Location identification entries
* START *

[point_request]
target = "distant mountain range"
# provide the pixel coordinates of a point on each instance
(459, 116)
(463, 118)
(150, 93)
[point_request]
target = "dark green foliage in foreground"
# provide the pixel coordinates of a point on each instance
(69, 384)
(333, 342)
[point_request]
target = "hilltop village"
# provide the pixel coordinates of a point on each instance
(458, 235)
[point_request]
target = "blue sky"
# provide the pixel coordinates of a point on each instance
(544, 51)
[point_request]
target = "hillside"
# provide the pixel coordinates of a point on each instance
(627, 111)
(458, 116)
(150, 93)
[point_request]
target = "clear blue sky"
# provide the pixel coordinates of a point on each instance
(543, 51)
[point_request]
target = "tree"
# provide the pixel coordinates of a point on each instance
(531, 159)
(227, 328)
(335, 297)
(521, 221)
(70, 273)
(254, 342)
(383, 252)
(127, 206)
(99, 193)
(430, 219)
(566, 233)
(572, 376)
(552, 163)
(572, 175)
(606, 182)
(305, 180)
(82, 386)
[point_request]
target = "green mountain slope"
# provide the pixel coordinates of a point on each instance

* END *

Exercise prompt :: All of the entries must be written out exactly as they stand.

Final result ::
[point_request]
target = "distant mountain range"
# provide the pixel coordinates of a point on each instance
(459, 116)
(463, 118)
(150, 93)
[point_request]
target = "dark green foliage in foreground"
# provide the pixel coordinates of a point on each instance
(69, 384)
(333, 342)
[point_request]
target = "hilltop village"
# provide the pixel coordinates of a point on each instance
(458, 235)
[point_request]
target = "blue sky"
# provide the pixel coordinates of a point on each instance
(544, 51)
[point_request]
target = "hillside"
# provide the pixel coordinates of a point on each instance
(627, 111)
(458, 116)
(150, 93)
[point_request]
target = "clear blue sky"
# provide the pixel coordinates of a point on each instance
(543, 51)
[point_request]
target = "tree"
# provide the pixel coordinates of a point on each instance
(531, 159)
(227, 328)
(335, 297)
(521, 221)
(70, 273)
(254, 342)
(383, 252)
(127, 206)
(99, 193)
(430, 219)
(566, 233)
(572, 376)
(552, 163)
(572, 175)
(606, 182)
(305, 180)
(82, 386)
[point_request]
target = "green mountain slope"
# provide the pixel coordinates of a point on each instance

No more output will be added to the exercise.